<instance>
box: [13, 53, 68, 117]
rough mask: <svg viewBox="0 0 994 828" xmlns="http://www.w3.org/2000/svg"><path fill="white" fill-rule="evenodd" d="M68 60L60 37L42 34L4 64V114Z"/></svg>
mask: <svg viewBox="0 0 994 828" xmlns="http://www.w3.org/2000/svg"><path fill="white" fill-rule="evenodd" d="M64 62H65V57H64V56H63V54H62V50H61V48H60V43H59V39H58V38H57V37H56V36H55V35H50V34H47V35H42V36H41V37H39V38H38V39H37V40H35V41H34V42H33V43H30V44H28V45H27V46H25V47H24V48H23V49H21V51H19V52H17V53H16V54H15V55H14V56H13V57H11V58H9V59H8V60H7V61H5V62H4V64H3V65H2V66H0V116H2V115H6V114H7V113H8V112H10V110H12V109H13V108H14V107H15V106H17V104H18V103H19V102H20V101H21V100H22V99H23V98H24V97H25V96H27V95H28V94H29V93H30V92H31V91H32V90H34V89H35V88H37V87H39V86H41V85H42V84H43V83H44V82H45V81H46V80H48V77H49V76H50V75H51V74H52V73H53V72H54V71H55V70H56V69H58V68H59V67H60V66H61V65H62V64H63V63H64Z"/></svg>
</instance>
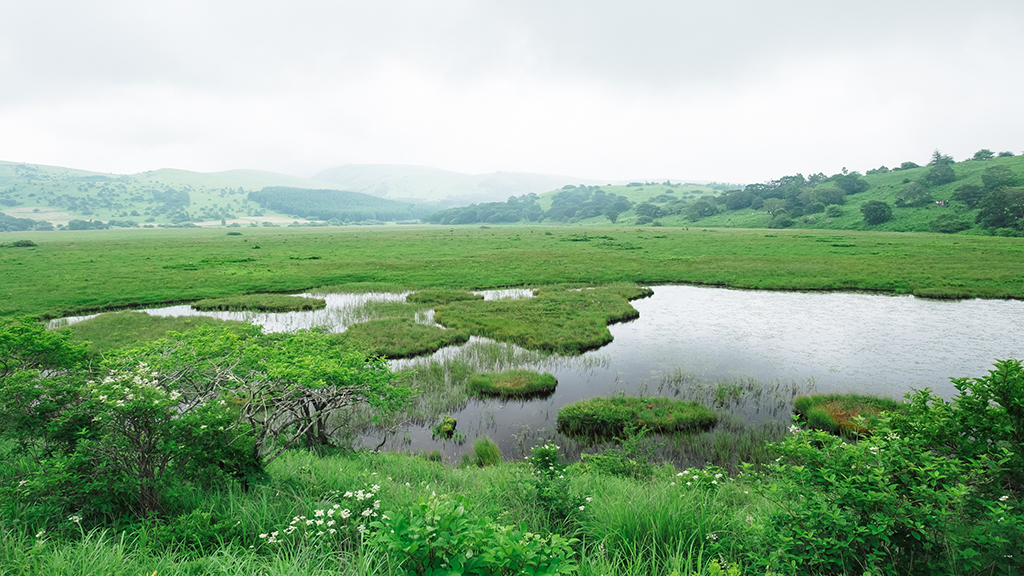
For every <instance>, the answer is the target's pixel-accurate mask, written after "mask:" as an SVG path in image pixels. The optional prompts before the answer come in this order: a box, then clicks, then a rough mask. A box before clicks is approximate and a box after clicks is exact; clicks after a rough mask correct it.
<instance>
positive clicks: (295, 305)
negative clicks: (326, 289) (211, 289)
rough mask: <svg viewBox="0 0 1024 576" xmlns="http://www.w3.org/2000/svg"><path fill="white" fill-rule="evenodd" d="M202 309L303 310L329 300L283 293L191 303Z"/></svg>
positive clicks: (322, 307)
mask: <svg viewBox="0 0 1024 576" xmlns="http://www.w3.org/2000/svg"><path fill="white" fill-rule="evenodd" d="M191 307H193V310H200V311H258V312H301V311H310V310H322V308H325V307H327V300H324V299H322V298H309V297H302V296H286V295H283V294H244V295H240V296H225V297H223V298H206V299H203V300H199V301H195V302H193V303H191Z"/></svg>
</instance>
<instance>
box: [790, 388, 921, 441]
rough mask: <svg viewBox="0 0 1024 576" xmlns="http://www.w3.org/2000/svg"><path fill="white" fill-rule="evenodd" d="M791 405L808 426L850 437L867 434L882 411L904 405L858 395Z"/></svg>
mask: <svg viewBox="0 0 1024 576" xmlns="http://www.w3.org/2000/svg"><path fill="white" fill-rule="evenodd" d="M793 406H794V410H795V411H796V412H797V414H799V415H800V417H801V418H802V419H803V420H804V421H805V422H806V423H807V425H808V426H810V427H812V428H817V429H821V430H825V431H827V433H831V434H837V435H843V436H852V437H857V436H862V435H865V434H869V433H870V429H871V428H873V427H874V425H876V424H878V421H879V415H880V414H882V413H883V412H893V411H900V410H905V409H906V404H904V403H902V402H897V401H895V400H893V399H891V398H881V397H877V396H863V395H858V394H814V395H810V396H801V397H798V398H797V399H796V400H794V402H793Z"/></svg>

☆ ☆ ☆ ☆

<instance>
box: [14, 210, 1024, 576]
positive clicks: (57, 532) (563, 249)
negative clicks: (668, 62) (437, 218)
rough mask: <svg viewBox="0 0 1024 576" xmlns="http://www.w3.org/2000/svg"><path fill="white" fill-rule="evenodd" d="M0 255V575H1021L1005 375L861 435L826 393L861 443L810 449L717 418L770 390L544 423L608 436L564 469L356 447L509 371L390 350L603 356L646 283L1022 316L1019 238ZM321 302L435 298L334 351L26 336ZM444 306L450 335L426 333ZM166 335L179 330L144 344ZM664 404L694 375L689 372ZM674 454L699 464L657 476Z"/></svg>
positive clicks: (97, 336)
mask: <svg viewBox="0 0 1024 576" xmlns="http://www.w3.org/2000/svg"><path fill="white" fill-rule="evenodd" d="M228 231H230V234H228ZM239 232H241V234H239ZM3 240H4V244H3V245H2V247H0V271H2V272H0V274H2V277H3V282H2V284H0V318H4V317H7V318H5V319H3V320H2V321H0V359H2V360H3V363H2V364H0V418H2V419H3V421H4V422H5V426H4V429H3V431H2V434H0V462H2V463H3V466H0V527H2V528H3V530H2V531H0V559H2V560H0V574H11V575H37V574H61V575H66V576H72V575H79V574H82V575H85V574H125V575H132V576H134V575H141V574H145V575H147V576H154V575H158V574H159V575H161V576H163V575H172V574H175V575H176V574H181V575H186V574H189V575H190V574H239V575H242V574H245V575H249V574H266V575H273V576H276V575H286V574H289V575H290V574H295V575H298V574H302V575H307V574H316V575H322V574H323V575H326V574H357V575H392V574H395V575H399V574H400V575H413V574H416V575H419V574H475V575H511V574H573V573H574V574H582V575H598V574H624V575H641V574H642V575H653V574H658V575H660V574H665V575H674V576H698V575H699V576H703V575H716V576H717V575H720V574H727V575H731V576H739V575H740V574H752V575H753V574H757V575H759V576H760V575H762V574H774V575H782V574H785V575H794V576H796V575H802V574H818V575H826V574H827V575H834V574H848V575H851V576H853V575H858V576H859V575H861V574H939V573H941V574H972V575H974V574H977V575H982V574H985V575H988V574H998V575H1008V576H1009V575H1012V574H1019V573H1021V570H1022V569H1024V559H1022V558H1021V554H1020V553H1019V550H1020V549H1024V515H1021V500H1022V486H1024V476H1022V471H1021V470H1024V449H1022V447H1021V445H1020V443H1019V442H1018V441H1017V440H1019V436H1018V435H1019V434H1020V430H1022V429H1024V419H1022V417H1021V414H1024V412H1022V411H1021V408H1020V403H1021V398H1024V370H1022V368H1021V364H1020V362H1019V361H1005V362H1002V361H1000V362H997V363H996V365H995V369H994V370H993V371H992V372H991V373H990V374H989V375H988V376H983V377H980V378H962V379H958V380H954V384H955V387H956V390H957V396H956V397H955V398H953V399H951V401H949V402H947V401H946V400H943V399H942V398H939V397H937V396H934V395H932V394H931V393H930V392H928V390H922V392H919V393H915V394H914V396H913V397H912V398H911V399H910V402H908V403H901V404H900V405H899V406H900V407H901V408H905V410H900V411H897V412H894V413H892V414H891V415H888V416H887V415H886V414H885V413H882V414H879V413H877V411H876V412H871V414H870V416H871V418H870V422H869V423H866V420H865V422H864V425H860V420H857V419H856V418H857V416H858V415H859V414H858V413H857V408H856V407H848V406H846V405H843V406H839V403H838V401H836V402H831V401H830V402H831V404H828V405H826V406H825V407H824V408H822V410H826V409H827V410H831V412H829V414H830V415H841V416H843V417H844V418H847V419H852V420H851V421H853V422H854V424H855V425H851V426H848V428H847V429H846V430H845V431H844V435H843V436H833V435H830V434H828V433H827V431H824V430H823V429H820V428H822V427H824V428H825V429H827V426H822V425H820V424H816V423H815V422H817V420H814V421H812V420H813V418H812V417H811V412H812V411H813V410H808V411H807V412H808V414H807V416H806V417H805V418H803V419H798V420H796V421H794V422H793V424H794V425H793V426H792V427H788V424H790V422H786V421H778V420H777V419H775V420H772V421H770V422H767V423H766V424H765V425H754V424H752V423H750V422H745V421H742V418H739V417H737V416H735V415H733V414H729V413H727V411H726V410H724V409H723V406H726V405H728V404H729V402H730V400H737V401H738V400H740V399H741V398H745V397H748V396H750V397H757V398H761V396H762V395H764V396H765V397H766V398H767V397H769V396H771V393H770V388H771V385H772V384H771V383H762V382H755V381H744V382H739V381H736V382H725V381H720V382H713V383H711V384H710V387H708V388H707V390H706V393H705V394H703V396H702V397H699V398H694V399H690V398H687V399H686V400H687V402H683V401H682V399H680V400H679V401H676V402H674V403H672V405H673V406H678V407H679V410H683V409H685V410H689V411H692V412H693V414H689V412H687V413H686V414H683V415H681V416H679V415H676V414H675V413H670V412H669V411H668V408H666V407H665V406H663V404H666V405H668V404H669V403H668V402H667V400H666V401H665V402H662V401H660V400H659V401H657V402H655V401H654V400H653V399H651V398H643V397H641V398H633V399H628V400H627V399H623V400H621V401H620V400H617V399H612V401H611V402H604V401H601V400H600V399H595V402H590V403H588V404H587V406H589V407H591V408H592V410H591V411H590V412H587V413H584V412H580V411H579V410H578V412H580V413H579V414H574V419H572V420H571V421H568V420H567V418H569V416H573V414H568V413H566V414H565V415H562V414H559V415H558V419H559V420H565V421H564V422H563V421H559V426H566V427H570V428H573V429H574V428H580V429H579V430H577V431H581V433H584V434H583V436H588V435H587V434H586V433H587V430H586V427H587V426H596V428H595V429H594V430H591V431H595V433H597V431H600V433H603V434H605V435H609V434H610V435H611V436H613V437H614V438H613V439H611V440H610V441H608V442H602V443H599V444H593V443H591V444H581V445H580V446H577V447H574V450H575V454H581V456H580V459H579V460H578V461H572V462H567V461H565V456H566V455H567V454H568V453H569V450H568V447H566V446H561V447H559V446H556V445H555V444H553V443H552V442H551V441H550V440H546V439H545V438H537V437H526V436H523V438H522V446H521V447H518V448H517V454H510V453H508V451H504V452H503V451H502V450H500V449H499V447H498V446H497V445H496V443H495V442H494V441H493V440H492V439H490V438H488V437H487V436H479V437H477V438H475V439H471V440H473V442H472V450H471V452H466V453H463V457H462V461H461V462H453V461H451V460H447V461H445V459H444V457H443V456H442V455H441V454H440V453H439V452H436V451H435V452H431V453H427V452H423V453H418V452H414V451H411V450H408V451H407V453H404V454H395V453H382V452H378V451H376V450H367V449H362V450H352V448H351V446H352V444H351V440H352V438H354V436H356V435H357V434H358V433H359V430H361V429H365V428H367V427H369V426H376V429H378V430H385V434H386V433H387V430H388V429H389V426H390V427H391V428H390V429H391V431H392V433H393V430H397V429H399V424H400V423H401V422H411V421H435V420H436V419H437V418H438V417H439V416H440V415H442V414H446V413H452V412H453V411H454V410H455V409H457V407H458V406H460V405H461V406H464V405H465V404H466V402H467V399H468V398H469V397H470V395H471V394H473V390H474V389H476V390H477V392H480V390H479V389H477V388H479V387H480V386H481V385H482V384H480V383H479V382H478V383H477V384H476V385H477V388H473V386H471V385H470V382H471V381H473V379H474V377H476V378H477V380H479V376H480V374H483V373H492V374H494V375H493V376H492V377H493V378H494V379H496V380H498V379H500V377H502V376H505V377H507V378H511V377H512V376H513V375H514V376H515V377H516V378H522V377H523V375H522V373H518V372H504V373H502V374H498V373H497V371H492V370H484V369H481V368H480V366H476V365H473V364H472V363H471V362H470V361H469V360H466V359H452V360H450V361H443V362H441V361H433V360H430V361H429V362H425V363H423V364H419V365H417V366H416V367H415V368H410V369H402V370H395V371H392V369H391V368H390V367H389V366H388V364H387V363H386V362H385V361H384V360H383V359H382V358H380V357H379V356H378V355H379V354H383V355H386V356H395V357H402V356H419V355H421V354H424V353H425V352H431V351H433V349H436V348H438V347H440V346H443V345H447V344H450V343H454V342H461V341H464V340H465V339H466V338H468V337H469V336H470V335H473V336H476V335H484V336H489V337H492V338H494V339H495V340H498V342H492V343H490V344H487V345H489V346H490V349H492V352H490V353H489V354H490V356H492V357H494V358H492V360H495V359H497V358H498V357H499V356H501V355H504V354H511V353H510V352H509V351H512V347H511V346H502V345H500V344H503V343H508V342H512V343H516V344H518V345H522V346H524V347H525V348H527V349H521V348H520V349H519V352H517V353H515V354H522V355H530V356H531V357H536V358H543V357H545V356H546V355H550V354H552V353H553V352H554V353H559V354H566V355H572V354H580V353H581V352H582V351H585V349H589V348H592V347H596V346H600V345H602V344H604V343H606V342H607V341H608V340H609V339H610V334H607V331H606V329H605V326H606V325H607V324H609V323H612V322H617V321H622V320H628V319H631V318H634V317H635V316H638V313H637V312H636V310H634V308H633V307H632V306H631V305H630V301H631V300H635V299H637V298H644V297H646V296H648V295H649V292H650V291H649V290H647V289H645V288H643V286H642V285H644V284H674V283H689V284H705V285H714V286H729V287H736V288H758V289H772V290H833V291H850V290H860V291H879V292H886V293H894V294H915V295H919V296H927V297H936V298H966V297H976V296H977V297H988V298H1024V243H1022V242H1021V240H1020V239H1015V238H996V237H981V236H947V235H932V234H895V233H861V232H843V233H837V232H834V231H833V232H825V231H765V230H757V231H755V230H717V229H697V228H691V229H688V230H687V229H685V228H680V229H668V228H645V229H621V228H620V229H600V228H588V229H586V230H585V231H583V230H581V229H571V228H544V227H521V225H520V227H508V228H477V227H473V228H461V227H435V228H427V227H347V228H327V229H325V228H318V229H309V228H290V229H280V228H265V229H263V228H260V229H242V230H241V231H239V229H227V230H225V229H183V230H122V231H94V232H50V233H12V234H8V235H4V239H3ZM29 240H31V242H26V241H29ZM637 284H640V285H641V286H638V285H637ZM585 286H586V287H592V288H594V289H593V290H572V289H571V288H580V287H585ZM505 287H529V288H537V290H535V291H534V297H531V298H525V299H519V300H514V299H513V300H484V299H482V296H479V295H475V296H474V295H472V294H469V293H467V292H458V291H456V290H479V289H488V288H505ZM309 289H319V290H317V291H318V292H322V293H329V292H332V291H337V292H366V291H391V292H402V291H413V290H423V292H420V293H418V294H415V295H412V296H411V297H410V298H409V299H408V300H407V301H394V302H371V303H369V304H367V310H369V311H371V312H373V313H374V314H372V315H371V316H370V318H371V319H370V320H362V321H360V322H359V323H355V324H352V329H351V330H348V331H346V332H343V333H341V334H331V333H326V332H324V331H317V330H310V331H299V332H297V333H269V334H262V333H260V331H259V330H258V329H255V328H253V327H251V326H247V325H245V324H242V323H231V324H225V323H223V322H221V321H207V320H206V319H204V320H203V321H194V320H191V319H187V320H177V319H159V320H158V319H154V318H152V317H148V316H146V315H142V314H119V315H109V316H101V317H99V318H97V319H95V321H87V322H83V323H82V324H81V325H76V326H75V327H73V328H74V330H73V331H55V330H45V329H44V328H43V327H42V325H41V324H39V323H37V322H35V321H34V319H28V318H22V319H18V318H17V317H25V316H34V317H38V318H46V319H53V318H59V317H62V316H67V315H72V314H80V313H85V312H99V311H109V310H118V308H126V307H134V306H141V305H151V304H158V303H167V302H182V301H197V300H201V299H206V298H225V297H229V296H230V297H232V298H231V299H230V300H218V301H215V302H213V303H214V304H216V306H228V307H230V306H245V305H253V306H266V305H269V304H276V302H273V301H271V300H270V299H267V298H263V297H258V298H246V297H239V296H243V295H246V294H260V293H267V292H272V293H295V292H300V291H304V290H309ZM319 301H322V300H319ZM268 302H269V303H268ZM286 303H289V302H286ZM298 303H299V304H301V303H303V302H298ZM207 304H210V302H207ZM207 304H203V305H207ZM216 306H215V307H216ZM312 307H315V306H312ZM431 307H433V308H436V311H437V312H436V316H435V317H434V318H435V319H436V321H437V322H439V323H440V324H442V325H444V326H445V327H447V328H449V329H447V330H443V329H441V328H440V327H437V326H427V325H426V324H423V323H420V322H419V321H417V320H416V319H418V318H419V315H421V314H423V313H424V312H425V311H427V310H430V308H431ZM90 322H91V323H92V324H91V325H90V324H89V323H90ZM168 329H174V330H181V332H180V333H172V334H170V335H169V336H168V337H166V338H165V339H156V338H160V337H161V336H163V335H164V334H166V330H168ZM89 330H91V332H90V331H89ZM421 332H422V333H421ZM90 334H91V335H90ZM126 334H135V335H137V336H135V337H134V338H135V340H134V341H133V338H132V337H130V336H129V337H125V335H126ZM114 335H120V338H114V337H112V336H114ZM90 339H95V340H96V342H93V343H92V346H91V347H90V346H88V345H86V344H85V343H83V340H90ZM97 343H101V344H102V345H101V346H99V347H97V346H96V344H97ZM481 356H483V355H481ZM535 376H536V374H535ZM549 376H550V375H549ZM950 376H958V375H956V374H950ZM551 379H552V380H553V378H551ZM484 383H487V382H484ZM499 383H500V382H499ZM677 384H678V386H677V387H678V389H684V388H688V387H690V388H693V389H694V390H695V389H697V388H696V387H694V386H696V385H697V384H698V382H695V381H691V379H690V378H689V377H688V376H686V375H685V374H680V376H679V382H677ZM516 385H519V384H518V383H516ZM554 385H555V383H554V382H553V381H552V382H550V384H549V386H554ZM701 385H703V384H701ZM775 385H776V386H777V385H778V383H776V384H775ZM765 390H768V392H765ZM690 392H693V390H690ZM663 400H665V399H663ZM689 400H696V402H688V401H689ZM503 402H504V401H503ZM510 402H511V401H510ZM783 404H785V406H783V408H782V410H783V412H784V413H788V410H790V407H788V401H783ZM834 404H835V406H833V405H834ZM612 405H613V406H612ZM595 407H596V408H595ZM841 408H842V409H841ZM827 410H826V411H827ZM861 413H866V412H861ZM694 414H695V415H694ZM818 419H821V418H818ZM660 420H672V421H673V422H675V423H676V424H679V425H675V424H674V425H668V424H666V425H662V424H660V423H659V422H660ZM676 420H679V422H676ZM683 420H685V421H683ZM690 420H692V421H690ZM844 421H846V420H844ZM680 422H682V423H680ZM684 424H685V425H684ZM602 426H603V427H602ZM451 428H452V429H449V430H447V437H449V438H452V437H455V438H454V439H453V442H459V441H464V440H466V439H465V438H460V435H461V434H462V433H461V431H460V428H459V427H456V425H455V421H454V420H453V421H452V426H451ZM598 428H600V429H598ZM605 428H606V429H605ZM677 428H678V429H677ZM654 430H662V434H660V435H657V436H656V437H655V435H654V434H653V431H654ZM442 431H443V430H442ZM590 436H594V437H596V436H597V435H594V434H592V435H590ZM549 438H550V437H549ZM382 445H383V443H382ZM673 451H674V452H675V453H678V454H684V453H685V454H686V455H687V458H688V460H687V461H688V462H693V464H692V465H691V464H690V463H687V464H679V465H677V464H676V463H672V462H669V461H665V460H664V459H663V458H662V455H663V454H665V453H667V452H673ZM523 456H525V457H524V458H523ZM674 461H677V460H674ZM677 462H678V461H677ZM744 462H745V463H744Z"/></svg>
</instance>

☆ ☆ ☆ ☆

## 課題の目的
上の項目で、文字列「positive」を含む行はいくつあるか数え、その数だけを答えてください。大文字と小文字は区別します。

## 回答欄
4